Stored data entries
Start of Block
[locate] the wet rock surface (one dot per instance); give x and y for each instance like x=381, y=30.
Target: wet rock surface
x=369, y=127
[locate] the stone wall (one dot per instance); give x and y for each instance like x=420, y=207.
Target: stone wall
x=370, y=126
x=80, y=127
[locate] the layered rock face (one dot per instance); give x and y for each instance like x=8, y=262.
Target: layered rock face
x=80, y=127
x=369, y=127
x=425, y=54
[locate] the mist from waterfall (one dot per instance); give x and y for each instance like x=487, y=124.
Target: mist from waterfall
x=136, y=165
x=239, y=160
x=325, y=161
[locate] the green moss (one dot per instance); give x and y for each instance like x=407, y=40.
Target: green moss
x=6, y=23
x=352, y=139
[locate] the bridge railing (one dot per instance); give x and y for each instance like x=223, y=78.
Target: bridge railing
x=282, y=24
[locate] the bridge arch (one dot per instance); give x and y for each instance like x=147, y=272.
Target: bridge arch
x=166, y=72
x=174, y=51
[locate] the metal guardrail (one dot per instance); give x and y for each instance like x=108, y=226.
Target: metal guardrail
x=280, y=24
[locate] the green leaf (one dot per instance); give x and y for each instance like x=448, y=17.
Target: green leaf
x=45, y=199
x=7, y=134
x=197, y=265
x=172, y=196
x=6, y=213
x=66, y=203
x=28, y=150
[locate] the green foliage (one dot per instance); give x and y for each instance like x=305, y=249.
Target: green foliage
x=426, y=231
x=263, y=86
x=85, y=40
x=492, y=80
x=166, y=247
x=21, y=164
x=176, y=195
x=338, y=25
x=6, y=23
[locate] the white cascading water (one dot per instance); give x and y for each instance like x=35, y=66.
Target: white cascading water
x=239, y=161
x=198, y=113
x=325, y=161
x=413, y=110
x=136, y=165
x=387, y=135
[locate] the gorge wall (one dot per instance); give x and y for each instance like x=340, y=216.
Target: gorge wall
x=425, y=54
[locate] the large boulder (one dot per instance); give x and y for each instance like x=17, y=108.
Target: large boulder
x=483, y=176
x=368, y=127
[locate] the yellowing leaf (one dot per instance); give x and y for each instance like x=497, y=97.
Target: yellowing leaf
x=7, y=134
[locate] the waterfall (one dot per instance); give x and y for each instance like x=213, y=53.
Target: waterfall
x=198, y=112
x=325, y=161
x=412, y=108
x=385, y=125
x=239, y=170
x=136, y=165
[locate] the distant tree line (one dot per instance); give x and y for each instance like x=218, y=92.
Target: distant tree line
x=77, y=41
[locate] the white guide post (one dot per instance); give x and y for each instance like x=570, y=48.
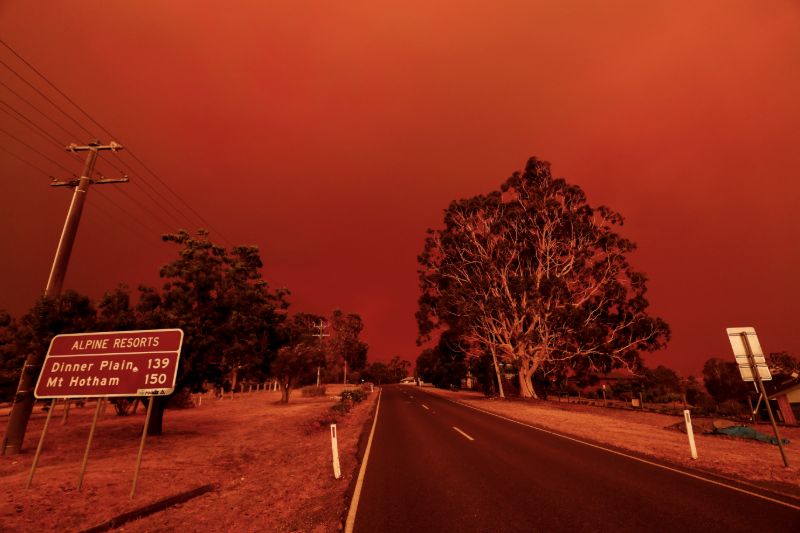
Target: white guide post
x=687, y=416
x=337, y=470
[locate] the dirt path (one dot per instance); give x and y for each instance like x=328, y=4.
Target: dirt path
x=270, y=462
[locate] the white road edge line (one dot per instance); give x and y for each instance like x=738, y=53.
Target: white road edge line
x=351, y=514
x=695, y=476
x=470, y=438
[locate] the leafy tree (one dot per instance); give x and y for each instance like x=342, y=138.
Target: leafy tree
x=11, y=358
x=661, y=382
x=444, y=365
x=397, y=369
x=377, y=372
x=534, y=275
x=229, y=317
x=296, y=362
x=344, y=344
x=723, y=381
x=783, y=363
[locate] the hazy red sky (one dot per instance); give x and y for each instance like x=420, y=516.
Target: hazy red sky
x=332, y=134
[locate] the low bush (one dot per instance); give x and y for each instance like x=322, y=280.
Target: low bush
x=353, y=395
x=341, y=408
x=313, y=390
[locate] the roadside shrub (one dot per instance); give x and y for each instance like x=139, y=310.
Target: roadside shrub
x=731, y=408
x=341, y=408
x=312, y=391
x=181, y=399
x=353, y=395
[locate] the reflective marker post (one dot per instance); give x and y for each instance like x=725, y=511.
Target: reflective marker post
x=687, y=416
x=337, y=470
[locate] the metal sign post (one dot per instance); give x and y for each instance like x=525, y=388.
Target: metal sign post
x=89, y=441
x=112, y=363
x=41, y=442
x=141, y=445
x=753, y=367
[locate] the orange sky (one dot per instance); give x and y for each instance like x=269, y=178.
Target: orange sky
x=332, y=134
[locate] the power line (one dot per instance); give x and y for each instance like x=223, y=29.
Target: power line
x=45, y=115
x=9, y=152
x=111, y=215
x=40, y=93
x=105, y=130
x=21, y=118
x=36, y=150
x=144, y=208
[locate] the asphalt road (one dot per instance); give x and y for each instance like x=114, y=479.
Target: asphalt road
x=425, y=474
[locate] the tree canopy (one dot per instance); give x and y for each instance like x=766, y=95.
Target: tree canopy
x=533, y=275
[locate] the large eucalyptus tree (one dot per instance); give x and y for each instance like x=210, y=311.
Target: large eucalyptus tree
x=535, y=276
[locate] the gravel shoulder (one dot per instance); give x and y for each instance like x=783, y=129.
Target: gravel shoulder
x=271, y=465
x=648, y=434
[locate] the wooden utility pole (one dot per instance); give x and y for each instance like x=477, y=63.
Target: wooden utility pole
x=24, y=399
x=322, y=326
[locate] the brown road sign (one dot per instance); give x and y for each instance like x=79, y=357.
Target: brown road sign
x=115, y=363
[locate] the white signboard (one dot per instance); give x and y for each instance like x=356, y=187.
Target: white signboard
x=737, y=338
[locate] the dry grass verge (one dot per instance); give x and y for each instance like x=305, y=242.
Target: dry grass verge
x=273, y=469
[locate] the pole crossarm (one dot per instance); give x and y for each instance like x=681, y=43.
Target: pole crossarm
x=102, y=181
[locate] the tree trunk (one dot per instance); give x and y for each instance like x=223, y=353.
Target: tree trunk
x=234, y=377
x=286, y=389
x=155, y=427
x=497, y=373
x=525, y=383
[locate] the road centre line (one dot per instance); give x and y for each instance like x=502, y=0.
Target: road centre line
x=678, y=471
x=470, y=438
x=351, y=514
End of Block
Every record above should reappear exactly, with the pictures gone.

WRITTEN ANSWER ::
[locate] the wet rock surface (one dot per instance); give x and y for each instance like x=381, y=30.
Target: wet rock surface
x=369, y=127
[locate] the stone wall (one dot per instance); give x and y for each instance like x=420, y=207.
Target: stone wall
x=370, y=126
x=80, y=127
[locate] the layered rock face (one dot per instance); give x and y for each instance like x=8, y=262.
Target: layered rock face
x=80, y=127
x=369, y=127
x=425, y=54
[locate] the mist from waterfall (one dot per instance); give x and y for each instance like x=487, y=124.
Target: mist from waterfall
x=136, y=165
x=239, y=160
x=325, y=161
[locate] the green moss (one dot per instance); give x and y for each instance like x=407, y=40.
Target: green moss
x=6, y=23
x=352, y=139
[locate] the bridge railing (one dot per instance); give x and y for each instance like x=223, y=78.
Target: bridge railing
x=282, y=24
[locate] the bridge arch (one dot per instance); give x and y for each instance like x=147, y=272.
Target: bridge arch
x=166, y=72
x=174, y=51
[locate] the metal guardrail (one dot per instance); give x and y for each instance like x=108, y=226.
Target: metal guardrail
x=280, y=24
[locate] the green leaf (one dot per instance); give x and y for each instance like x=448, y=17.
Target: green leaf
x=45, y=199
x=7, y=134
x=197, y=265
x=172, y=196
x=6, y=213
x=66, y=203
x=28, y=150
[locate] the green foliage (one dot per instance); give x and y for each instance like x=305, y=249.
Target: green foliage
x=426, y=231
x=263, y=86
x=85, y=40
x=492, y=80
x=166, y=247
x=21, y=164
x=176, y=195
x=338, y=25
x=6, y=23
[locate] the white cascading water (one dot per instance); give x and y for each instance like x=35, y=66.
Target: white cascading water
x=239, y=161
x=198, y=113
x=325, y=161
x=413, y=110
x=136, y=165
x=387, y=135
[locate] the gorge wall (one dot per instance); give x and y for each instance like x=340, y=216.
Target: gorge wall
x=425, y=54
[locate] the large boulder (one dot per instance); give x and y for each instance like x=17, y=108.
Target: large boulder
x=483, y=176
x=368, y=127
[locate] the yellowing leaf (one dot per instance); give x and y for each instance like x=497, y=97.
Target: yellowing leaf
x=7, y=134
[locate] the waterfall (one dot per instance); give x and y for each instance like x=213, y=53.
Target: waterfall
x=198, y=112
x=325, y=161
x=412, y=108
x=385, y=125
x=239, y=170
x=136, y=165
[locate] the distant tree line (one dot per instance); give x and y for each instance like x=218, y=92.
Target: distant tree line
x=77, y=41
[locate] the white guide post (one dot per instance); give x and y for each instance like x=570, y=48.
Target: white guide post
x=687, y=416
x=337, y=470
[locate] the dirt path (one dot per instance); give x and y for each instance like x=328, y=4.
Target: dirt path
x=270, y=462
[locate] the white road edge line (one dot per instance); give x and y for each instance like x=738, y=53.
Target: white road edge line
x=351, y=514
x=695, y=476
x=470, y=438
[locate] the leafy tree (one dot per instance); give x and y for each instance like x=342, y=138.
Target: leafy tree
x=11, y=358
x=661, y=382
x=444, y=365
x=397, y=369
x=377, y=372
x=534, y=275
x=229, y=317
x=296, y=362
x=344, y=344
x=723, y=381
x=783, y=363
[locate] the hazy red sky (one dot per instance); give x and y for each instance like x=420, y=516.
Target: hazy red sky
x=332, y=134
[locate] the low bush (one dot per instance); give x and y for each instance like x=322, y=280.
Target: low bush
x=353, y=395
x=341, y=408
x=313, y=390
[locate] the roadside shrub (one dot per instance); give x and y for each instance like x=139, y=310.
Target: roadside shrub
x=731, y=408
x=341, y=408
x=312, y=391
x=181, y=399
x=353, y=395
[locate] the reflective marker post (one dot per instance); give x and y for each instance like x=725, y=511.
Target: reflective marker post
x=687, y=416
x=337, y=470
[locate] the metal sign post (one dot per instance); give x and y for each instance like x=525, y=388.
Target: metal sign post
x=89, y=441
x=112, y=363
x=41, y=442
x=141, y=445
x=753, y=367
[locate] the orange sky (one dot per instance); give x and y for each instance like x=269, y=178.
Target: orange sky
x=332, y=134
[locate] the power line (one dot per instance); give x and y for each instance like x=223, y=29.
Target: power line
x=45, y=115
x=9, y=152
x=111, y=215
x=40, y=93
x=105, y=130
x=21, y=118
x=36, y=150
x=144, y=208
[locate] the asphalt road (one dot per instance); give x and y for each instance like x=114, y=479.
Target: asphalt road
x=425, y=474
[locate] the tree canopy (one dot per instance); give x and y for each instance like x=766, y=95.
Target: tree canopy
x=533, y=275
[locate] the large eucalyptus tree (one dot per instance); give x and y for each instance like x=210, y=311.
Target: large eucalyptus tree
x=535, y=276
[locate] the gravel shoulder (one dot per instance); give x and y for each instance like x=783, y=129.
Target: gravel shoulder
x=271, y=465
x=648, y=434
[locate] the wooden utility pole (one dot per instance); give x and y for each instance like x=477, y=63.
Target: wooden utility pole
x=24, y=399
x=322, y=326
[locate] the brown road sign (one dot per instance); give x and y for each instance like x=79, y=357.
Target: brown road sign
x=115, y=363
[locate] the white signboard (one dot per instance); give x and y for each instance like x=356, y=187.
Target: white signboard
x=737, y=338
[locate] the dry grass verge (one dot per instance); give x and y for each instance like x=305, y=242.
Target: dry grass verge
x=273, y=469
[locate] the pole crossarm (one dot per instance); give x and y for each instance like x=681, y=43.
Target: pole crossarm
x=102, y=181
[locate] the tree trunk (one dot per instance); give x and y for each instance like x=223, y=353.
Target: tree trunk
x=234, y=377
x=286, y=389
x=155, y=427
x=497, y=373
x=525, y=383
[locate] the road centre line (one dot per instance); give x and y for each instance like x=502, y=0.
Target: road centre line
x=678, y=471
x=470, y=438
x=351, y=514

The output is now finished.